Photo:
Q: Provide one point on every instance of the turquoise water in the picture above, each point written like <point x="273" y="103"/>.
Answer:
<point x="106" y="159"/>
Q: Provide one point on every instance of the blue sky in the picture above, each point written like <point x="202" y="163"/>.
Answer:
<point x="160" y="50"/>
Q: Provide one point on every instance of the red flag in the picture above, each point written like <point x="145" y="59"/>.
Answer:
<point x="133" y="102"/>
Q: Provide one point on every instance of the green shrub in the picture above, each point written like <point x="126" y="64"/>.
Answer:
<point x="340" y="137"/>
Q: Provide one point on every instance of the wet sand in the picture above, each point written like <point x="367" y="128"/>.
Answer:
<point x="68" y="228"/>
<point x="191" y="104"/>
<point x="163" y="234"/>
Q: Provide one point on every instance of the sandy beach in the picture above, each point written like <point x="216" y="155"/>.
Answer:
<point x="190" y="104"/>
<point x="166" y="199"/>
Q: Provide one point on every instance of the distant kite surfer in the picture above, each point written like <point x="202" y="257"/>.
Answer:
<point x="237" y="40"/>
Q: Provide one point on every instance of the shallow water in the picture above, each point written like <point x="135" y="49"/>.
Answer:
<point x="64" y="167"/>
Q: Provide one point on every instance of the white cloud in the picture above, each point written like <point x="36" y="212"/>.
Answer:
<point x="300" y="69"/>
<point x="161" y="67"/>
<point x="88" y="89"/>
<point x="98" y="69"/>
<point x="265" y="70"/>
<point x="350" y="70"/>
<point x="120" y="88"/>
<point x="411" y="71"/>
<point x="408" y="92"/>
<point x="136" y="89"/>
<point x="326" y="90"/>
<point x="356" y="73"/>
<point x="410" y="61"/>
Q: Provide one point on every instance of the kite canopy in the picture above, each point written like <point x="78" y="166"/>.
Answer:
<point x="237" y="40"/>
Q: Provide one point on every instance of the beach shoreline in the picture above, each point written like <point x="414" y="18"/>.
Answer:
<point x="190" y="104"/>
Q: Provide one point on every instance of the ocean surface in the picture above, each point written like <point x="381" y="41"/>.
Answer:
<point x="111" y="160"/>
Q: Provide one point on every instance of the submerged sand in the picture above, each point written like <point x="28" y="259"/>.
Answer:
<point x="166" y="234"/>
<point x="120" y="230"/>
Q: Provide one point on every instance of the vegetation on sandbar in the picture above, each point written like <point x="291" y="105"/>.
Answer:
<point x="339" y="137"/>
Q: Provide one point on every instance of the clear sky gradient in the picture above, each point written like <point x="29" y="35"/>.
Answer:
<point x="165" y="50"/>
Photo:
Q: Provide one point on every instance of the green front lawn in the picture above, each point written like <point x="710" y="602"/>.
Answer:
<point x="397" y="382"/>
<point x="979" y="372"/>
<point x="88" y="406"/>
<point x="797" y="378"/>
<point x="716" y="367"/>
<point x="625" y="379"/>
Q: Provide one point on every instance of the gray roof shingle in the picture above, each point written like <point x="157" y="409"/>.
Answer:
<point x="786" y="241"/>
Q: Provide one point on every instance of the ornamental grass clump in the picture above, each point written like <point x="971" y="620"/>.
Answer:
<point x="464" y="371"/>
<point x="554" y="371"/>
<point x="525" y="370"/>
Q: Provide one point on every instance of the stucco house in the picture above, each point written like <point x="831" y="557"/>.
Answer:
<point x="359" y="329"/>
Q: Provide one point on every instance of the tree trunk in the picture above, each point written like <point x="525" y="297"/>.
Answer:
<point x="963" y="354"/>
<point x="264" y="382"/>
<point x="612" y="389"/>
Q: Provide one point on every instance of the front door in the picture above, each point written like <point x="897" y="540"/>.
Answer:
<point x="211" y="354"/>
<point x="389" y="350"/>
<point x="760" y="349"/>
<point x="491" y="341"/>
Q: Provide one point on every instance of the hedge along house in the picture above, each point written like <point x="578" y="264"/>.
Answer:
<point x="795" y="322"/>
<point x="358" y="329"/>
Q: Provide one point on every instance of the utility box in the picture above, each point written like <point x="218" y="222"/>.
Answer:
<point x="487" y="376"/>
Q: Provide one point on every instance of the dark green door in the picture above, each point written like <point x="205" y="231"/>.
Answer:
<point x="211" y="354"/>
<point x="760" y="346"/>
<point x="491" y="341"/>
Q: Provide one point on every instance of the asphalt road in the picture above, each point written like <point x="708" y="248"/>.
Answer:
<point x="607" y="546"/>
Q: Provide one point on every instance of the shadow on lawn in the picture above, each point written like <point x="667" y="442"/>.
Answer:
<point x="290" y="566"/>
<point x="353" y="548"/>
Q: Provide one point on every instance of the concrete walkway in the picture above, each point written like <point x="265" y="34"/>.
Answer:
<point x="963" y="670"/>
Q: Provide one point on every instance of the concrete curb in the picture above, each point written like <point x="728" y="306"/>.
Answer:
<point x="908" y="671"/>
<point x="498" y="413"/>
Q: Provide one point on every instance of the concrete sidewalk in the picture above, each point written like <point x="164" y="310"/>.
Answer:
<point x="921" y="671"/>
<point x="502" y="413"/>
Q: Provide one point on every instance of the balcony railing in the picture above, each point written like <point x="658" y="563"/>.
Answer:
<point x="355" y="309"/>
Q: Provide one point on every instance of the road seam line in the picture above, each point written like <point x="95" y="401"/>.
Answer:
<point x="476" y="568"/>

····················

- **Problem**: Print the material above once more, exactly.

- **Response**:
Photo:
Q: Provide one point on every instance of the turquoise water in the picture above, each point written like <point x="273" y="103"/>.
Answer:
<point x="106" y="159"/>
Q: Provide one point on every instance of the blue sky in the picture above, each point written like <point x="202" y="163"/>.
Answer:
<point x="160" y="50"/>
Q: Provide one point on every instance of the red flag in the picture above, each point written like <point x="145" y="59"/>.
Answer:
<point x="133" y="102"/>
Q: Provide one point on every instance of the green shrub in the picture above, each point written like <point x="126" y="64"/>.
Answer:
<point x="340" y="137"/>
Q: Provide one point on every instance of the wet sand in the picture above, each point written like <point x="367" y="128"/>.
Answer:
<point x="68" y="228"/>
<point x="191" y="104"/>
<point x="163" y="234"/>
Q: Provide one point on every instance of the sandy beach in the picture above, each point written like <point x="216" y="155"/>.
Answer:
<point x="190" y="104"/>
<point x="166" y="199"/>
Q: Provide one point on every instance of the distant kite surfer in the picture above, each point written like <point x="202" y="257"/>.
Answer:
<point x="237" y="40"/>
Q: Provide one point on every instance of the shallow water in the picture above, each point written like <point x="135" y="49"/>.
Answer:
<point x="64" y="167"/>
Q: Provide one point on every instance of the white cloud in the picture above, each point written like <point x="36" y="212"/>.
Answer:
<point x="300" y="69"/>
<point x="161" y="67"/>
<point x="88" y="89"/>
<point x="98" y="69"/>
<point x="265" y="70"/>
<point x="350" y="70"/>
<point x="120" y="88"/>
<point x="411" y="71"/>
<point x="408" y="92"/>
<point x="136" y="89"/>
<point x="326" y="90"/>
<point x="356" y="73"/>
<point x="410" y="61"/>
Q: Provide one point on every instance of the kite canopy in the picture above, each point written like <point x="78" y="166"/>.
Answer:
<point x="237" y="40"/>
Q: Provide one point on every instance of the beach shoreline in the picture above, each point written like <point x="414" y="18"/>.
Answer:
<point x="190" y="104"/>
Q: Provide one point on every instance of the ocean surface in the picture above, each point written like <point x="381" y="41"/>.
Answer:
<point x="111" y="160"/>
Q: Provide one point on every instance of the submerged sand in the picture above, each point written like <point x="28" y="259"/>.
Answer:
<point x="166" y="234"/>
<point x="120" y="230"/>
Q: Provide one point on every instance of the vegetation on sandbar in the picture above, each point written like <point x="291" y="105"/>.
Answer:
<point x="339" y="137"/>
Q: Provide one point on every instance of the clear sky gradient in the picture above, each point written like <point x="29" y="35"/>.
Answer:
<point x="165" y="50"/>
Photo:
Q: Provide one point on every instance of the green front lawn in the picture above, each point written like <point x="710" y="602"/>.
Answer:
<point x="397" y="382"/>
<point x="979" y="372"/>
<point x="88" y="406"/>
<point x="797" y="378"/>
<point x="716" y="367"/>
<point x="625" y="379"/>
Q: Provide one point on every instance of the gray roof shingle in the picture above, each point written like <point x="157" y="409"/>.
Answer:
<point x="786" y="241"/>
Q: Provide one point on every instance of the ornamental grass clump in the picture above, each point written like <point x="971" y="620"/>.
Answer:
<point x="464" y="371"/>
<point x="554" y="371"/>
<point x="525" y="370"/>
Q: Provide one point on every instance of the stucco house in the picture above, each point written like <point x="831" y="557"/>.
Answer:
<point x="359" y="329"/>
Q: Provide one point on every instance of the tree trunk in the picture above, each point written like <point x="525" y="297"/>.
Answer:
<point x="963" y="354"/>
<point x="264" y="382"/>
<point x="612" y="389"/>
Q: Provide one point on every instance of the front door in the picture above, each point written like <point x="897" y="540"/>.
Answer:
<point x="211" y="354"/>
<point x="389" y="350"/>
<point x="760" y="349"/>
<point x="491" y="341"/>
Q: Provide one point on every instance of the hedge along house in the picture above, each point written like <point x="578" y="264"/>.
Answer:
<point x="795" y="322"/>
<point x="358" y="329"/>
Q: Provide one point on every instance of the utility box in the picture above, each point written like <point x="218" y="222"/>.
Answer:
<point x="487" y="376"/>
Q: Provide one point on every instance of the dark green door in the picture above, each point written like <point x="205" y="231"/>.
Answer:
<point x="211" y="354"/>
<point x="760" y="346"/>
<point x="491" y="341"/>
Q: Provide one point on every instance of the asphalt road in the picture above, each point written like <point x="708" y="248"/>.
Answer:
<point x="607" y="546"/>
Q: Provide one point on every instance of the shadow on lawn in the picture above, each point written like <point x="667" y="442"/>.
Answer:
<point x="290" y="566"/>
<point x="353" y="548"/>
Q: Provide one point on every instance of the concrete walkway in the picture above, each point written like <point x="265" y="34"/>.
Answer:
<point x="963" y="670"/>
Q: Provide one point on every instance of the concrete curb in the picture above, each point written like <point x="728" y="306"/>.
Answer:
<point x="908" y="671"/>
<point x="498" y="413"/>
Q: Provide one point on every instance of the concrete sidewalk in the picture above, each point written like <point x="164" y="310"/>.
Answer:
<point x="921" y="671"/>
<point x="502" y="413"/>
Q: Provide one point on every instance of the balcony railing in the picture above, each point written like <point x="658" y="563"/>.
Answer:
<point x="355" y="309"/>
Q: Provide one point on every instance of the road seam line in the picture above, each point written like <point x="95" y="401"/>.
Answer:
<point x="476" y="568"/>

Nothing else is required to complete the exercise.